- _GIVEN REQUEST 1_
Determine whether each of the following statements agrees with the passage on torch.neuron.DataParallel: (a) torch.neuron.DataParallel first appeared in Neuron 1.16.0; (b) the benchmarking function times 1,000 inference iterations; (c) the first inference is counted in the timing. Answer yes or no for each and quote the words of the passage that decide it.
──────── PROVIDED PASSAGE ────────
Run Inference using torch.neuron.DataParallel

To fully leverage the Inferentia hardware we want to use all avaialable NeuronCores. An inf1.xlarge and inf1.2xlarge have four NeuronCores, an inf1.6xlarge has 16 NeuronCores, and an inf1.24xlarge has 64 NeuronCores. For maximum performance on Inferentia hardware, we can use torch.neuron.DataParallel to utilize all available NeuronCores.

torch.neuron.DataParallel implements data parallelism at the module level by duplicating the Neuron model on all available NeuronCores and distributing data across the different cores for parallelized inference.

In the following section, we will run inference using the torch.neuron.DataParallel module to fully saturate the Inferentia hardware. We benchmark the model to collect throughput and latency statistics.

Note: torch.neuron.DataParallel is new with Neuron 1.16.0. Please ensure you are using the latest Neuron package to run the following sections.

Define a benchmarking function

We create a function that handles benchmarking the Neuron model to collect throughput and latency metrics.

[ ]:
from time import time

def benchmark(model, image):
    print('Input image shape is {}'.format(list(image.shape)))

    # The first inference loads the model so exclude it from timing
    results = model(image)

    # Collect throughput and latency metrics
    latency = []
    throughput = []

    # Run inference for 100 iterations and calculate metrics
    num_infers = 100
    for _ in range(num_infers):
        delta_start = time()
        results = model(image)
        delta = time() - delta_start
        latency.append(delta)
        throughput.append(image.size(0)/delta)

    # Calculate and print the model throughput and latency
    print("Avg. Throughput: {:.0f}, Max Throughput: {:.0f}".format(np.mean(throughput), np.max(throughput)))
    print("Latency P50: {:.0f}".format(np.percentile(latency, 50)*1000.0))
    print("Latency P90: {:.0f}".format(np.percentile(latency, 90)*1000.0))
    print("Latency P95: {:.0f}".format(np.percentile(latency, 95)*1000.0))
    print("Latency P99: {:.0f}\n".format(np.percentile(latency, 99)*1000.0))

Run Inference using torch.neuron.DataParallel

We create the torch.neuron.DataParallel module using the compiled Neuron model, get a sample image, and benchmark the parallelized model on Neuron.

[ ]:
# Create a torch.neuron.DataParallel module using the compiled Neuron model
# By default, torch.neuron.DataParallel will use four cores on an inf1.xlarge
# or inf1.2xlarge, 16 cores on an inf1.6xlarge, and 24 cores on an inf1.24xlarge
model_neuron_parallel = torch.neuron.DataParallel(model_neuron)

# Get sample image with batch size=1 per NeuronCore
batch_size = 1

# For an inf1.xlarge or inf1.2xlarge, set num_neuron_cores = 4
num_neuron_cores = 16

image = preprocess(batch_size=batch_size, num_neuron_cores=num_neuron_cores)

# Benchmark the model
benchmark(model_neuron_parallel, image)
──────── RECORDS PROVIDED ────────
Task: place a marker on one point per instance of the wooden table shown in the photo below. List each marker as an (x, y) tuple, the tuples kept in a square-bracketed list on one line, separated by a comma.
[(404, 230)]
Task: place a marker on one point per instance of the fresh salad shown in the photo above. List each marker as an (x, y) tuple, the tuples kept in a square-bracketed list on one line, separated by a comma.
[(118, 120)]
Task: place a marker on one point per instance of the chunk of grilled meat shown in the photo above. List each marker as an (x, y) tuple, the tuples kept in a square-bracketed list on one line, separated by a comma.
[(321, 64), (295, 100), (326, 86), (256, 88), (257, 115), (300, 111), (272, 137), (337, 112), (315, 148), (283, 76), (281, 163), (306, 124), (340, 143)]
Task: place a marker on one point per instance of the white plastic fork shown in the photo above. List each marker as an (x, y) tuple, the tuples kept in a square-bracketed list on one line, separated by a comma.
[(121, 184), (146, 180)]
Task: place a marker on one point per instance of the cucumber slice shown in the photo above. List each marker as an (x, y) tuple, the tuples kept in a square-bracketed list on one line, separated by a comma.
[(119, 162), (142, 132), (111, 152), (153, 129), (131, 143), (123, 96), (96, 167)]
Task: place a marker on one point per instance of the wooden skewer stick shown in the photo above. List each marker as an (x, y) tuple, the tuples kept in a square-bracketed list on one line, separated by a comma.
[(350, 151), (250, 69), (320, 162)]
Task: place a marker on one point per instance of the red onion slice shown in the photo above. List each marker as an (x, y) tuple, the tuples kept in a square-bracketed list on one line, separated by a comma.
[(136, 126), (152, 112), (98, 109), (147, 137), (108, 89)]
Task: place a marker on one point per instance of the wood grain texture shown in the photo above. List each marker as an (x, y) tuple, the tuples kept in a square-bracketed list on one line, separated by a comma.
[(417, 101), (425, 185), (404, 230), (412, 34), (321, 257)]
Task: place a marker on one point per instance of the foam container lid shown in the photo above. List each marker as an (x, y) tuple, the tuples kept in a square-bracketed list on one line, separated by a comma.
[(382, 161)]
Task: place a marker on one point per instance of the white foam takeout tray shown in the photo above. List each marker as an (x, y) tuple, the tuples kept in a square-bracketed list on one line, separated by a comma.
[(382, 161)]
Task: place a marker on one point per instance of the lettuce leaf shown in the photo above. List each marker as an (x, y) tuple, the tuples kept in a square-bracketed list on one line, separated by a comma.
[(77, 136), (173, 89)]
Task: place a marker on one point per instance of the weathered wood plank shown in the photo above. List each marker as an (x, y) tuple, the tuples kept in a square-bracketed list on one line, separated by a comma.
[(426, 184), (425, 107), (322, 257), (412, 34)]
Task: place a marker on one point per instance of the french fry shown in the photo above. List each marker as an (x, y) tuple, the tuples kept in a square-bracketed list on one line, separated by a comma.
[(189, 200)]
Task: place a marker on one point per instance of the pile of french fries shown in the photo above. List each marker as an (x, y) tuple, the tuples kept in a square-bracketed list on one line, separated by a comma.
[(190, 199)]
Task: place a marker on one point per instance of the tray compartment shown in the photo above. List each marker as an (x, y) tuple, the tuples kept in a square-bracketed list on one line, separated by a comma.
────────
- _GIVEN REQUEST 2_
Scale the records starting with the line that contains "of the french" and continuing through the end of the records. Reproduce every line, requests included, multiply each coordinate in the answers by 2.4, round it to a whole number with halves rounded up, and give only these lines.

- _REPLY 1_
(a) Yes: "torch.neuron.DataParallel is new with Neuron 1.16.0."
(b) No: "num_infers = 100"
(c) No: "The first inference loads the model so exclude it from timing"

- _REPLY 2_
Task: place a marker on one point per instance of the french fry shown in the photo above. List each marker as an (x, y) tuple, the tuples kept in a square-bracketed list on one line, separated by a comma.
[(454, 480)]
Task: place a marker on one point per instance of the pile of french fries shown in the photo above. List each marker as an (x, y) tuple, the tuples kept in a square-bracketed list on one line, separated by a comma.
[(456, 478)]
Task: place a marker on one point per instance of the tray compartment shown in the photo above. List each marker as an (x, y) tuple, the tuples kept in a square-bracketed list on one line, separated by a comma.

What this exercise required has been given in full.